(Document excerpt begins)
Other means to improve spectral efficiency are, therefore, highly desirable. Reducing the amount of transmitted redundancy inserted in the physical layer is a possible solution. Just few works had proposed decreasing the redundancy while constraining the transceiver to employ superfast algorithms. One of the most successful proposals relies on both the zero-padding (ZP) and the zero-jamming (ZJ) techniques to eliminate IBI employing a reduced amount of redundancy along with fast Fourier transform (FFT) algorithms.
Visible light communication (VLC)
(Document excerpt ends)
(Records shown begins)
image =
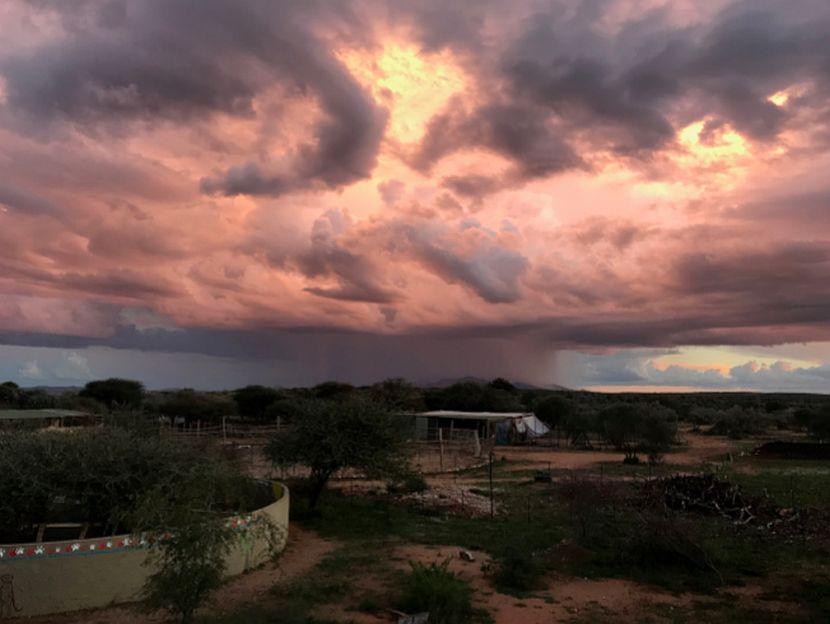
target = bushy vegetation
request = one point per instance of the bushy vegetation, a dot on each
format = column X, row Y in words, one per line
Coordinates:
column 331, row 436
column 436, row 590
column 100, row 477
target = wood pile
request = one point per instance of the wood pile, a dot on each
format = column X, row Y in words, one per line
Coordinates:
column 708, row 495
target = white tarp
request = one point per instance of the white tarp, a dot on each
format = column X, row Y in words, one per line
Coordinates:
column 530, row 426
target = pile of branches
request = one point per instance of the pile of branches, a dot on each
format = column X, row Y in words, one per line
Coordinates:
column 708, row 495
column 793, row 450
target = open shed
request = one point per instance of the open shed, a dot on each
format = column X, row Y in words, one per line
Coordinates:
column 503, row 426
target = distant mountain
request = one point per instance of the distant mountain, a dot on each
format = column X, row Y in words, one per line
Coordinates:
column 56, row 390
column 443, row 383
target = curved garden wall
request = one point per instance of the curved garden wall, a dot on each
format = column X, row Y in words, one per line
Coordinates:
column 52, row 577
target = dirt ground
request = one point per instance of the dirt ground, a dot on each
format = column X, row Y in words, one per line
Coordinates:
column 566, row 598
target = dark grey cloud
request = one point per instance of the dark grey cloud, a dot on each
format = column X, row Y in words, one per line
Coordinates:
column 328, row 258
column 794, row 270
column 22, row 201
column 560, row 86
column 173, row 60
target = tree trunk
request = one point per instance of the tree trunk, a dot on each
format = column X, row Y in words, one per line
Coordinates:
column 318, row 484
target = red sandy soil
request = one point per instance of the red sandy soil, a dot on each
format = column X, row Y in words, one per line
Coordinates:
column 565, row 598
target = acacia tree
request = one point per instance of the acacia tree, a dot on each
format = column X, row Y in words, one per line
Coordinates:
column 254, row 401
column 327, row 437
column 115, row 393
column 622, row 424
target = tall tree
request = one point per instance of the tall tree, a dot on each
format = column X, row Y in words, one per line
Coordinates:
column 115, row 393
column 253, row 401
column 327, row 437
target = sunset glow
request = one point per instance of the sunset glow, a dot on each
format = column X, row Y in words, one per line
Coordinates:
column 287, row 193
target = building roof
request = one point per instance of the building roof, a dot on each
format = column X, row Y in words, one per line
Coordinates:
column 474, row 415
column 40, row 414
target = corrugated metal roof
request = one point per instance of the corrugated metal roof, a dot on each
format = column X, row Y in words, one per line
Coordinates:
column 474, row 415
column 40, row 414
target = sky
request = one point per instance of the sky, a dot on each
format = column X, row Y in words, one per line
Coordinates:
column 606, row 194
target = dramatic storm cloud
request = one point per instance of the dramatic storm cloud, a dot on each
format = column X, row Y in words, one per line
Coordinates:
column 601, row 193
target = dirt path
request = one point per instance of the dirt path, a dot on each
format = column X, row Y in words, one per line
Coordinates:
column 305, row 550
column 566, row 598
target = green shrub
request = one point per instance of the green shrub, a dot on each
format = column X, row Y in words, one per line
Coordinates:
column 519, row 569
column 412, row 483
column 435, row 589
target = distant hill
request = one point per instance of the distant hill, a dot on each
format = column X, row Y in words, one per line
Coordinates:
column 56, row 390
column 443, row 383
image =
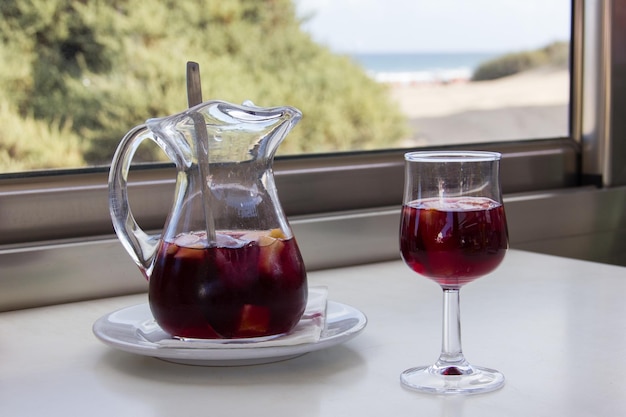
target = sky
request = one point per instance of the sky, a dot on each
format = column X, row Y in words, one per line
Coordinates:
(Records shown ends)
▶ What is needed: Continue the spectral-efficiency passage from its last line. The listing is separate material and has no connection to the spectral-efficiency passage.

▶ Task output:
Visible light communication (VLC) is a technique that employs visible light to transmit data. When compared to traditional radiofrequency (RF) communications, the key components that enable VLC to work are a light-emitting diode (LED), responsible for transforming electrical signals into light signals at the transmitter, and a photodiode, responsible for converting this optical signal into a corresponding current level at the receiver end. VLC can be employed in a large range of applications,such as: short range communication systems, working as a complement to or even a substitute for RF systems; intelligent transport systems, providing communications among vehicles; in the context of Internet-of-Things (IoT), where toys are communicating to each other using LEDs; and indoor localization systems. Considering these applications, VLC systems feature some advantages if compared to its RF counterparts, e.g., larger capactity, non-interference with RF waves, larger level of security and reuse, low cost of deployment, just to mention a few.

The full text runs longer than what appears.